### Work to be completed
Filter the items below and copy every line that contains the string "fence".

Items from a labeling collection:
%%

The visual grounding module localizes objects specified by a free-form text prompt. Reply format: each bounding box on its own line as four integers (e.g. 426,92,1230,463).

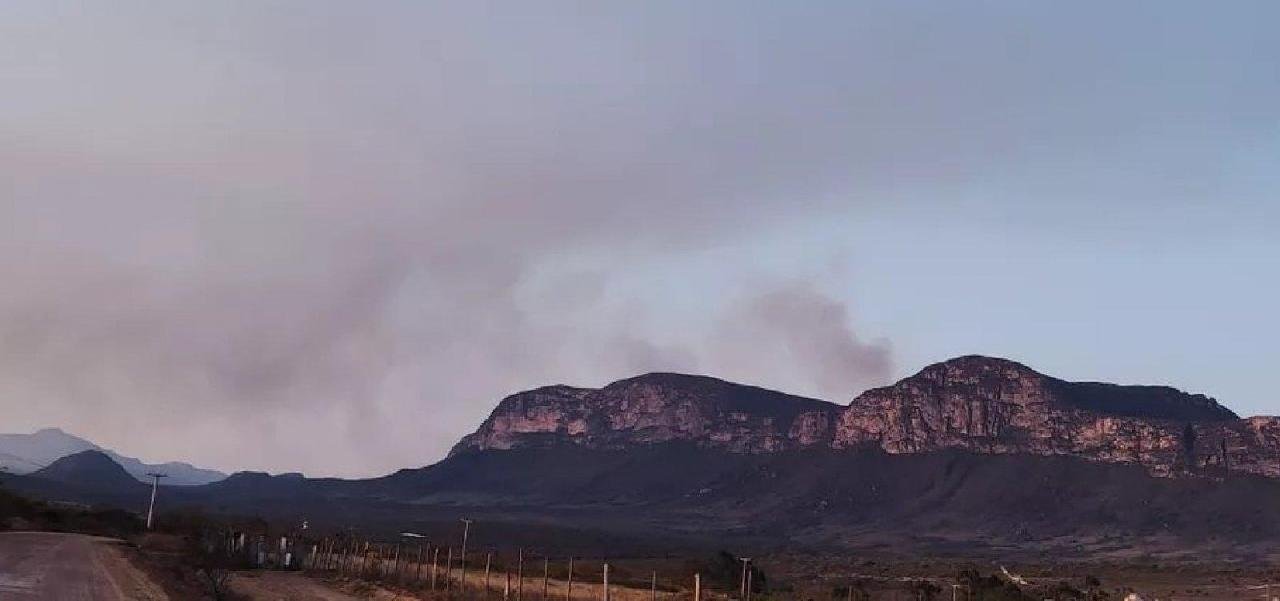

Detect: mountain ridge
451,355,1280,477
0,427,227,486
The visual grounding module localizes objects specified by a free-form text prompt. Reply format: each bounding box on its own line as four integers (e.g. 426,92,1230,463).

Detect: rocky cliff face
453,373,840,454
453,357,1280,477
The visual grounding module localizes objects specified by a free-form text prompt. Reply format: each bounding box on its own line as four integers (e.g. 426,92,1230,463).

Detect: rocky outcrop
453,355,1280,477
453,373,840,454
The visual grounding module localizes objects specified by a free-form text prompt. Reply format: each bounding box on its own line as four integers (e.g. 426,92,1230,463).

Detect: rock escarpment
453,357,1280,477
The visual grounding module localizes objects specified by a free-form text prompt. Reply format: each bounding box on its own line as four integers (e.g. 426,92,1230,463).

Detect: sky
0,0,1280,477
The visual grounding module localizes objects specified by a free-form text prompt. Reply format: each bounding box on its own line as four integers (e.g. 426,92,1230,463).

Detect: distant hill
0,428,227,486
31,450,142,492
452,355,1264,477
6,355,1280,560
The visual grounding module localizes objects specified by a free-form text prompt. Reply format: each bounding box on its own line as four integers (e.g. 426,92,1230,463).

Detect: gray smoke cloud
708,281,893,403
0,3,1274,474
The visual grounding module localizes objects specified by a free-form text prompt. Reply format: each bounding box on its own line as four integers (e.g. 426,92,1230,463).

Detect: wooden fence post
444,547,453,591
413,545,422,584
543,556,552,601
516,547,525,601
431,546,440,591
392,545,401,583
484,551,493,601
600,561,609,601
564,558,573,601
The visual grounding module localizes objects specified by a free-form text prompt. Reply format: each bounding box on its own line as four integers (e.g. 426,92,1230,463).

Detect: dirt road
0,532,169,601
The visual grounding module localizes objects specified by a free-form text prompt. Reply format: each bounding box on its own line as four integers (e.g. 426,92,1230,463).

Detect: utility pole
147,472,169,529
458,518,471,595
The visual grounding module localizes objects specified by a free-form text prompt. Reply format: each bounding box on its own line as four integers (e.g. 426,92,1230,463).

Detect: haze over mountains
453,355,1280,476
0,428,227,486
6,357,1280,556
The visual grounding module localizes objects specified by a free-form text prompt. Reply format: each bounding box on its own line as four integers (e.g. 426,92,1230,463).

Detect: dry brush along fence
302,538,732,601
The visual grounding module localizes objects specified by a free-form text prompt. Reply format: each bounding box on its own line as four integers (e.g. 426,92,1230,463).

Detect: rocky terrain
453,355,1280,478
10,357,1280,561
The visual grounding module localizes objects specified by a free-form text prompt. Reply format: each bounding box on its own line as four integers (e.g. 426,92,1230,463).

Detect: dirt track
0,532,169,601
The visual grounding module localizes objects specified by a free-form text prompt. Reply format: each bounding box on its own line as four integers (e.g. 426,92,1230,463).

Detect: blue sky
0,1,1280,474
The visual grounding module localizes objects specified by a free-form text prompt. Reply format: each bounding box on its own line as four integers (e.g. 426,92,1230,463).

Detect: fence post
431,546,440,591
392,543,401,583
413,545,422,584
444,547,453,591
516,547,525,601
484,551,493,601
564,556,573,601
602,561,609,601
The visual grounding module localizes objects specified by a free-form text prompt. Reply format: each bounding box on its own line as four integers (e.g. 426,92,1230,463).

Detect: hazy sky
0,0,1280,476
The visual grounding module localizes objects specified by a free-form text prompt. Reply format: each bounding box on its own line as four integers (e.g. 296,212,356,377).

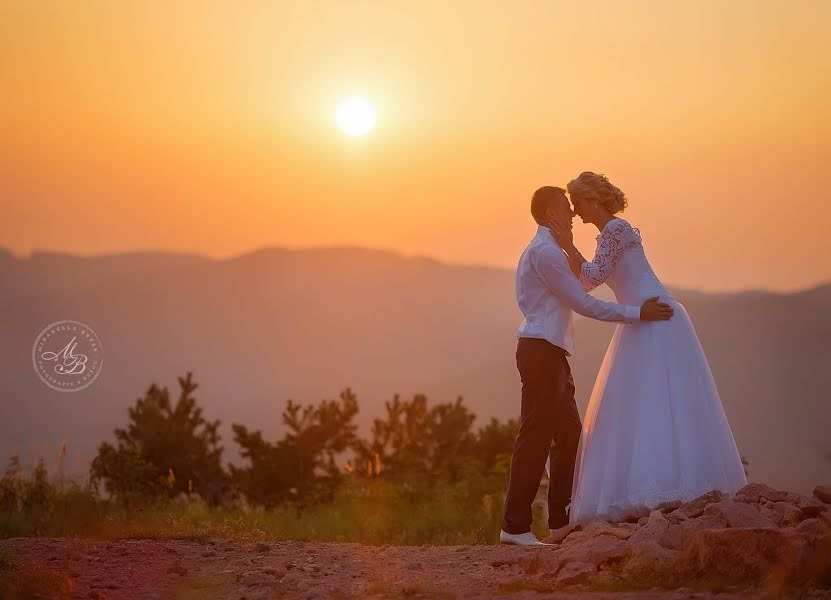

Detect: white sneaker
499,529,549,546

%%
%%

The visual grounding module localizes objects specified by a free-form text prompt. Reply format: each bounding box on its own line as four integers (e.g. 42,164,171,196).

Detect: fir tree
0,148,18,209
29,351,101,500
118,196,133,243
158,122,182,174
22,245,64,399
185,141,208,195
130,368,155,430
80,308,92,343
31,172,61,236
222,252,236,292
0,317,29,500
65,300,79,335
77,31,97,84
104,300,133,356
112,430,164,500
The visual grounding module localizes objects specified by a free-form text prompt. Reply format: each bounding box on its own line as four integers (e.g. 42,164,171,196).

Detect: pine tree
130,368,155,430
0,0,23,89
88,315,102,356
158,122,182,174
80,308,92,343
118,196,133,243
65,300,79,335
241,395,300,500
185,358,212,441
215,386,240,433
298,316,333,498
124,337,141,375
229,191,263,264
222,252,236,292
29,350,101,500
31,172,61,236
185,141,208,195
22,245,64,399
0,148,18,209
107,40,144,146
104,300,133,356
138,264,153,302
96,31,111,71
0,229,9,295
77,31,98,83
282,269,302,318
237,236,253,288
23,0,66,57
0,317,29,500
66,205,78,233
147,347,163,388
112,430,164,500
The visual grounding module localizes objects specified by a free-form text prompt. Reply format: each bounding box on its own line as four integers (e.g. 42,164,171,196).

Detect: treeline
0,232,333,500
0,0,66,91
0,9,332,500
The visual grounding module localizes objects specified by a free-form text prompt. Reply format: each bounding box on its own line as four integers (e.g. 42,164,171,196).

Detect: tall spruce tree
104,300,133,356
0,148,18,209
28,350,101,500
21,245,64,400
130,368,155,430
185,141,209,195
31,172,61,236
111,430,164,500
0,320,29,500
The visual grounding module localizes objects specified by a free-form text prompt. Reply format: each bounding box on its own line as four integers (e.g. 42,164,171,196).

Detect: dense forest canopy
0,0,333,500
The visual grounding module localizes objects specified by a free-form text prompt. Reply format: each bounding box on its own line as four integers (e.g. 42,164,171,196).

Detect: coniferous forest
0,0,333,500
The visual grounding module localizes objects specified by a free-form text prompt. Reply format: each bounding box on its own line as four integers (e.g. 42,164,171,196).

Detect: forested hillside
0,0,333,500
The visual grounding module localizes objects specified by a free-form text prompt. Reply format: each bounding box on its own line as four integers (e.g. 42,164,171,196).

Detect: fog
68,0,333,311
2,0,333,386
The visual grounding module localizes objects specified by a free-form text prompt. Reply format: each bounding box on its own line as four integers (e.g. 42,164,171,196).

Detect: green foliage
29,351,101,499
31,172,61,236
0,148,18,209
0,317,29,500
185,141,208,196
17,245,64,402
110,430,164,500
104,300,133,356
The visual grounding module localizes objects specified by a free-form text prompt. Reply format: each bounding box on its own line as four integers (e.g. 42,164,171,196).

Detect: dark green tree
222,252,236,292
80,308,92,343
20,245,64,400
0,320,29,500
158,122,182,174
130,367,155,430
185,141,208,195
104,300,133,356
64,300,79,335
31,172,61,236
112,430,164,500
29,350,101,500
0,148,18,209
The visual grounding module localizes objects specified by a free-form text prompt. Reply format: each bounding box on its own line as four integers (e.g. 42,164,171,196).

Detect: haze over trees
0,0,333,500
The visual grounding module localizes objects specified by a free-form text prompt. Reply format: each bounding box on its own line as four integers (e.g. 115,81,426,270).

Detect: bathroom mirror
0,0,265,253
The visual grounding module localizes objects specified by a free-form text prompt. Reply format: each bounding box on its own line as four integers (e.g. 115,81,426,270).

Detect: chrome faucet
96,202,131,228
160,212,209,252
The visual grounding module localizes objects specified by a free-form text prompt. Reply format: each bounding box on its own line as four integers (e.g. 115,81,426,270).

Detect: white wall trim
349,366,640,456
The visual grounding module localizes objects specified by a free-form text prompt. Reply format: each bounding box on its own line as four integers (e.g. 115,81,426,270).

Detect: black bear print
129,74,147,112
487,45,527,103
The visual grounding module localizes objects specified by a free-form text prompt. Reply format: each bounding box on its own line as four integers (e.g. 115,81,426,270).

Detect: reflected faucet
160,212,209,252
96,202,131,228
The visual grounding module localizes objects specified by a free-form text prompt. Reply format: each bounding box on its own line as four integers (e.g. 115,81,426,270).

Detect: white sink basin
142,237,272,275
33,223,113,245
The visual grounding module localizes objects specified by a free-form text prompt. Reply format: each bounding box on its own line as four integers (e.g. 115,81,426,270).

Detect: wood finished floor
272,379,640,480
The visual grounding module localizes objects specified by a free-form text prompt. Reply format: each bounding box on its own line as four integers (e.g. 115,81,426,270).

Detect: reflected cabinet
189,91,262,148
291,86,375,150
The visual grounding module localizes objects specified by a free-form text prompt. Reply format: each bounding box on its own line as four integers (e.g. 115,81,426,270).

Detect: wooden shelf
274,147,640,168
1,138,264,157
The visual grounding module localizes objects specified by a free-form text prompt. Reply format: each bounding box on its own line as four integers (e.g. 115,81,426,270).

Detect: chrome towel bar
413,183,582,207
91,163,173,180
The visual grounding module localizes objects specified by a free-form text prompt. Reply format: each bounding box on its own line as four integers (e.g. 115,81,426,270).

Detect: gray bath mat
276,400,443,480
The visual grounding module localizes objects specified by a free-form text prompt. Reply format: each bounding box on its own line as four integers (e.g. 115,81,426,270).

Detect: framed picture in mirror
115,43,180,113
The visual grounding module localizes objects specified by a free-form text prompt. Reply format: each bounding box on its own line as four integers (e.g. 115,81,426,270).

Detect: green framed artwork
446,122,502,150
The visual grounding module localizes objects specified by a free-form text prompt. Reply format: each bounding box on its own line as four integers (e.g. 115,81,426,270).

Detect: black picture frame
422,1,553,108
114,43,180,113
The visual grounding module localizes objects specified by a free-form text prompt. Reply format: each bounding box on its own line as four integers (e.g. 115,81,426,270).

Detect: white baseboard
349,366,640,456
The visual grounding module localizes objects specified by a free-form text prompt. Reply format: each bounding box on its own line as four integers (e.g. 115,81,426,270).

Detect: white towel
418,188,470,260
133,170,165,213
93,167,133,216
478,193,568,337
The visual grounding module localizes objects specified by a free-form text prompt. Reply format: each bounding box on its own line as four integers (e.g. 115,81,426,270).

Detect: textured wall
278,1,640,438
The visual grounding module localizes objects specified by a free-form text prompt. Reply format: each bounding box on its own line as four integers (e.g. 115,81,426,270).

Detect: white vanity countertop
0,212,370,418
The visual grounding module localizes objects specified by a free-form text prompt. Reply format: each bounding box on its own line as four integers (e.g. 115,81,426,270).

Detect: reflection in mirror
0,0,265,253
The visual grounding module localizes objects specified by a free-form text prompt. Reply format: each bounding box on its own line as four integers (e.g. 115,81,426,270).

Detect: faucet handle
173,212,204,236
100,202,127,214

%%

### Completed task
Detect: wooden fence post
Detect: dry brush along fence
Detect: fence post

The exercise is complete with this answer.